- WHAT YOU HAVE TO DO -
Would you output, exactly as written, the line with "of the training" and all lines after it to the end of the data below, and no others?

- PROVIDED RECORDS -
========
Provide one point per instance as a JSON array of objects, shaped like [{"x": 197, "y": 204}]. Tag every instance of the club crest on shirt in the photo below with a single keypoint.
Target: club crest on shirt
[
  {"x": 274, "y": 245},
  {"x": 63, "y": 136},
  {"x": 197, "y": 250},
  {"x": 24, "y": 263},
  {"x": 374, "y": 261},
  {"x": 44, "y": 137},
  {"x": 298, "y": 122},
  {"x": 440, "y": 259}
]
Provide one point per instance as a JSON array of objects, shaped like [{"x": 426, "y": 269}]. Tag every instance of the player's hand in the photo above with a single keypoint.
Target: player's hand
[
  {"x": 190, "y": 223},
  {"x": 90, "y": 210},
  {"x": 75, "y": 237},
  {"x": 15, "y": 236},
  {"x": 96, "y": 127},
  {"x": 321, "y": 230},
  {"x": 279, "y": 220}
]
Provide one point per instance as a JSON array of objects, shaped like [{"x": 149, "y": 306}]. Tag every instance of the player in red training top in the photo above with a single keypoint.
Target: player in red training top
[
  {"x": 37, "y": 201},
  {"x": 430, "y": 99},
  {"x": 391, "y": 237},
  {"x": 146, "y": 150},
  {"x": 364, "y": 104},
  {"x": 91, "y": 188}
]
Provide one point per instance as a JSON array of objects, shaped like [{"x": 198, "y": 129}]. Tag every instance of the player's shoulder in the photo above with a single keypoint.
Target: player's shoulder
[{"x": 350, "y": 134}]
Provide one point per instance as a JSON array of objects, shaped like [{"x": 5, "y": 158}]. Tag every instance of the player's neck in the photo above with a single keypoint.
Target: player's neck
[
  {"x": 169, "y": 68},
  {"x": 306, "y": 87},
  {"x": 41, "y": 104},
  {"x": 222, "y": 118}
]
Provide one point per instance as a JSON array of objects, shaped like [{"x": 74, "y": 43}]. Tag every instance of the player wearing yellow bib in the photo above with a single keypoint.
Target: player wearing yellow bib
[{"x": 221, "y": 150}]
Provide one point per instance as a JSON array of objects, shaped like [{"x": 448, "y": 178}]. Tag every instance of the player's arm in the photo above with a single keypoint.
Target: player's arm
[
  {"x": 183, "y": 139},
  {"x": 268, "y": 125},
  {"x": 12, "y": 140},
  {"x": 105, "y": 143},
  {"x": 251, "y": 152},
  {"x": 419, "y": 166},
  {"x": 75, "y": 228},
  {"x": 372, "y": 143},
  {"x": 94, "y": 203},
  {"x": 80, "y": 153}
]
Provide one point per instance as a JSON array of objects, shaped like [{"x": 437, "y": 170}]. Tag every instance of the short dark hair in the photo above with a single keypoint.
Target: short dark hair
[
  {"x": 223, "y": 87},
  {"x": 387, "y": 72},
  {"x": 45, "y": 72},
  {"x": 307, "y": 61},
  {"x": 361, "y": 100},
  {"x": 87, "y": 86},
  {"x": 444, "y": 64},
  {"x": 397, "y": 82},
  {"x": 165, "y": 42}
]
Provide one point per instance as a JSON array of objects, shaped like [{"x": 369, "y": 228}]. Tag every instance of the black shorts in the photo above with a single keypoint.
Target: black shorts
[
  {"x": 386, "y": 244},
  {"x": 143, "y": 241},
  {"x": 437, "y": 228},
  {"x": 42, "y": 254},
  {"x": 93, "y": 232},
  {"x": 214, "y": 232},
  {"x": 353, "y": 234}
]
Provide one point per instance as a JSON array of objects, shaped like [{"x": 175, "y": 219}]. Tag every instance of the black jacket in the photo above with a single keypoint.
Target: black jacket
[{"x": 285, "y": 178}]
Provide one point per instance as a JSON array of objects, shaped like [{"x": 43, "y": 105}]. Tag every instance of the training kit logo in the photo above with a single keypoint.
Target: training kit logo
========
- RESULT -
Provide one point per instance as a JSON array of objects, shaped like [{"x": 43, "y": 105}]. Tag every instance of the training kit logo in the photo above with a single keypoint.
Target: training kit logo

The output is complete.